Task requirements =>
Repeat only part of the entries. Start at the line that has "Exercise. Point out the man's nose" and keep going through the last line, exactly as given.

________________________

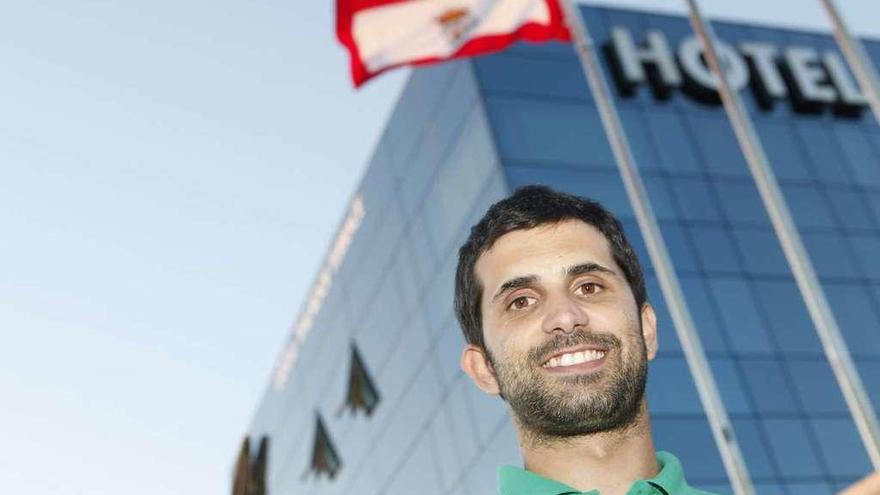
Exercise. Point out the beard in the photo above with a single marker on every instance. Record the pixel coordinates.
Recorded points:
(551, 406)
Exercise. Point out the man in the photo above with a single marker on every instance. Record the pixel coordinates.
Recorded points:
(551, 299)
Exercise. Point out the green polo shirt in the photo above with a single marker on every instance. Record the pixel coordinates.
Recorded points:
(669, 481)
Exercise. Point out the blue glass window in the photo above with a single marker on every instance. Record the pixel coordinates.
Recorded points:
(829, 254)
(742, 203)
(639, 140)
(856, 315)
(547, 131)
(670, 389)
(789, 321)
(761, 251)
(719, 148)
(700, 305)
(695, 199)
(727, 377)
(823, 152)
(604, 187)
(859, 154)
(783, 150)
(744, 327)
(816, 386)
(769, 387)
(714, 249)
(841, 446)
(543, 77)
(673, 143)
(658, 194)
(754, 449)
(849, 209)
(808, 206)
(791, 447)
(867, 249)
(690, 439)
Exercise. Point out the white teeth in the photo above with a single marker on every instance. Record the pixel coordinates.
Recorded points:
(573, 358)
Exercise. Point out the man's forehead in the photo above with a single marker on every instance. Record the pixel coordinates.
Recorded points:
(555, 244)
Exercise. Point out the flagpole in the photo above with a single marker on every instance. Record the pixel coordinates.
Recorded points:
(722, 430)
(856, 57)
(801, 267)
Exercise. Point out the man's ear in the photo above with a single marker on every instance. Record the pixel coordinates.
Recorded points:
(475, 364)
(649, 329)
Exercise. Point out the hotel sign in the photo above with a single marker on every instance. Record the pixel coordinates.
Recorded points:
(812, 80)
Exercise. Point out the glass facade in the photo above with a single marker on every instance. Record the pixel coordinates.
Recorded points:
(464, 135)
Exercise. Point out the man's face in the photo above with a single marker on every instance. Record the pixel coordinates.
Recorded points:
(567, 347)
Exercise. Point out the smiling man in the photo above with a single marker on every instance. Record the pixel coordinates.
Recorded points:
(551, 299)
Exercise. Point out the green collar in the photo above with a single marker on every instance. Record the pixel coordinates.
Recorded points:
(517, 481)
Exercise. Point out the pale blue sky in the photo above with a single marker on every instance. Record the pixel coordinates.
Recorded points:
(171, 174)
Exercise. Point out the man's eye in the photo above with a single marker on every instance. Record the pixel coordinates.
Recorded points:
(521, 302)
(590, 288)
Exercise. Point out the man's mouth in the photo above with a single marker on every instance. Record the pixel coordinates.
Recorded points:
(575, 357)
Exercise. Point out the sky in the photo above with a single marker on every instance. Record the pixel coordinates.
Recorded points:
(171, 176)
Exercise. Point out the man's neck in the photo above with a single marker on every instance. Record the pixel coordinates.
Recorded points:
(609, 462)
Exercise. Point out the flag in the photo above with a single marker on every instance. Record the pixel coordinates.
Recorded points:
(383, 34)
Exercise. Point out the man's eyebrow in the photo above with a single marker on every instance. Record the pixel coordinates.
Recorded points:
(583, 268)
(514, 283)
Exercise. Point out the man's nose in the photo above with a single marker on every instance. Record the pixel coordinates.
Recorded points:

________________________

Answer to this task =>
Exercise. Point out the man's nose in the photo above with a single marker on every instance. Record the pixel coordinates.
Recorded points:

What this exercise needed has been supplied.